> **DIRECTIONS**: Your task is to print each entry exactly as written.

> **Point localization data**:
★ ★ ★ ★ ★ ★ ★
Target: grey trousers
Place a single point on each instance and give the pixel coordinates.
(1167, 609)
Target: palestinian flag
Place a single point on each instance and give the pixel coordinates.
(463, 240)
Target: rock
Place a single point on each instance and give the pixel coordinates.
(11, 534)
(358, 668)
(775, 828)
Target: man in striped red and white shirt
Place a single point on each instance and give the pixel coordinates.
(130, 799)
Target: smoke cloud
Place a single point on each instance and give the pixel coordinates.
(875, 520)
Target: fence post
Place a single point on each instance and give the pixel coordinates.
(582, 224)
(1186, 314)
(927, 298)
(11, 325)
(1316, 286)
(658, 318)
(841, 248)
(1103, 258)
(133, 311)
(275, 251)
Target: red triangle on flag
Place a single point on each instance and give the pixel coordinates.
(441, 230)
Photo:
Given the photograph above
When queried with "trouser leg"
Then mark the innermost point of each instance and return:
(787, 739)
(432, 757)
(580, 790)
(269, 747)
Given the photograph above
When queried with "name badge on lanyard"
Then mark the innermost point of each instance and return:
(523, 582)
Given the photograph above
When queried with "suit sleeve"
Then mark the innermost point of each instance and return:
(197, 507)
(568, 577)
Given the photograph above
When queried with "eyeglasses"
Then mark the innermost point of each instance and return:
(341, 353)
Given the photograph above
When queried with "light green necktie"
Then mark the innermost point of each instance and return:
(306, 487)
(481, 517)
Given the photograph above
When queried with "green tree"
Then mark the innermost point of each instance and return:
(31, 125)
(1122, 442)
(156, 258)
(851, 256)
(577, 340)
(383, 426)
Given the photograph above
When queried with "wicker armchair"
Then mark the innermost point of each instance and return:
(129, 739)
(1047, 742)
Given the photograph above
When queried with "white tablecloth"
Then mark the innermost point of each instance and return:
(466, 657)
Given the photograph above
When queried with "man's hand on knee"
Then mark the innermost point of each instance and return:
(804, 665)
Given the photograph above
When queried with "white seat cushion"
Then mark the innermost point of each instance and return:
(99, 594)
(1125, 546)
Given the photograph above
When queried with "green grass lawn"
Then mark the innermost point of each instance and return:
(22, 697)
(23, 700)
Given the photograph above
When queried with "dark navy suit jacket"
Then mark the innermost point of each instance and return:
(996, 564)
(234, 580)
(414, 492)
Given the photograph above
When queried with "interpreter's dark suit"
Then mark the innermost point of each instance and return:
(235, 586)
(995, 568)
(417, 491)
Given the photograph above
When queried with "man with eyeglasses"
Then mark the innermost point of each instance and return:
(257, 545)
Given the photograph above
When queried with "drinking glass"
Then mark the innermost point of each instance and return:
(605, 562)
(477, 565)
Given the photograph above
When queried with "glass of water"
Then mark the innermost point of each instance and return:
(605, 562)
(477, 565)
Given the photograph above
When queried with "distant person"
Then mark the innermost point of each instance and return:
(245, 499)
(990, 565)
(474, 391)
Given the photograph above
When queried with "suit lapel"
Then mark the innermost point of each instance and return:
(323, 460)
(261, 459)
★ ★ ★ ★ ★ ★ ★
> **TASK SOLUTION**:
Target: grey trousers
Place a single point on each instance and give the pixel coordinates.
(1167, 609)
Target: palestinian flag
Place a single point on each instance and give the pixel coordinates.
(463, 240)
Target: rock
Place a single point on each instance and give the pixel coordinates.
(11, 534)
(358, 668)
(775, 828)
Target: man in striped red and white shirt
Place a single point on each instance and give the pixel coordinates.
(130, 799)
Target: smoke cloud
Place a single point on each instance and give the pixel coordinates.
(875, 520)
Target: fence post
Place a single point on each instance and give the pixel coordinates.
(582, 224)
(1186, 314)
(927, 298)
(11, 325)
(1316, 286)
(658, 318)
(841, 248)
(1103, 258)
(133, 311)
(275, 251)
Target: red triangle on flag
Place a single point on each instance and give the pixel coordinates.
(441, 230)
Photo:
Given the photograph above
When queried with "trouser leg"
Then mark the innermost point of each instance and return:
(787, 739)
(432, 757)
(580, 790)
(269, 747)
Given the photograph above
When queried with "name badge on lanyard"
Then mark the innermost point of each instance and return:
(523, 582)
Given the photograph above
When queried with "suit sleeve"
Then mark the innermost point of each instance and return:
(197, 507)
(568, 577)
Given the photograph above
When queried with "eyeglasses"
Then mark the innermost point of each instance and return:
(341, 353)
Given the photograph above
When queried with "light green necktie"
Then mark the innermost point of each instance and return:
(306, 487)
(481, 517)
Given the photograph above
When queried with "green tree"
Then mark the innermost point of each instance and return:
(31, 125)
(1122, 442)
(156, 258)
(851, 256)
(577, 340)
(383, 426)
Given the photograph above
When queried with "wicker armchair"
Then mark the innermost point of each instance and return:
(129, 739)
(1047, 742)
Given the photograph above
When queried with "white tablecloth"
Then mark the innermost point of each instance and return:
(466, 657)
Given the photograph above
When queried with "man's hand on knee"
Then mark the innermost point of each instance and return:
(804, 665)
Given the photograph above
When queried with "white seat cushion"
Then mark the innermost point of each instance and return:
(99, 594)
(1125, 546)
Given the photograph above
When queried with "green grass lawn"
Then mark the innermost point of each instance and return:
(22, 697)
(23, 700)
Given the photograph above
When queried with "dark navy suit jacket"
Then mark the innermost point of each instance and return:
(996, 564)
(234, 580)
(414, 492)
Given the photograph above
When queried with "interpreter's dark suit"
Then mark the innermost point of each instance and return:
(235, 586)
(995, 568)
(417, 491)
Given the photograph above
When queried with "man with eyeglasses"
Then mark the innermost point of each instance and return:
(257, 545)
Given the photograph above
When queried with "drinking glass"
Then mark the innermost point of each instance and return:
(605, 562)
(477, 565)
Given the photograph above
When queried with "glass of water"
Then mark the innermost point of each instance and return:
(605, 562)
(477, 565)
Given the photograph above
When queried with "distant person"
Then mark the innermost point of each instance and return:
(245, 499)
(990, 565)
(474, 391)
Given the photograph above
When queried with "suit lapel"
Then mark the innermost point of each instance and return:
(323, 460)
(261, 459)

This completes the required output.